* [Task item]:
From the line containing "Task: identify the tree" through the last line, print the records exactly and nothing else.

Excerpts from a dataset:
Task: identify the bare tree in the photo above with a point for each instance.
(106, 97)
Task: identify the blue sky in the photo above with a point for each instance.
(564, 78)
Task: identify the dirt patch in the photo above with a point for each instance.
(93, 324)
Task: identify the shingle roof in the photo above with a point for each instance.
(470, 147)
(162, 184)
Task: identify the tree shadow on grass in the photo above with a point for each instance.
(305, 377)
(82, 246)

* [Answer to the exercise]:
Task: identify the tree shadow on grass in the photo above with a point for each instance.
(305, 377)
(82, 246)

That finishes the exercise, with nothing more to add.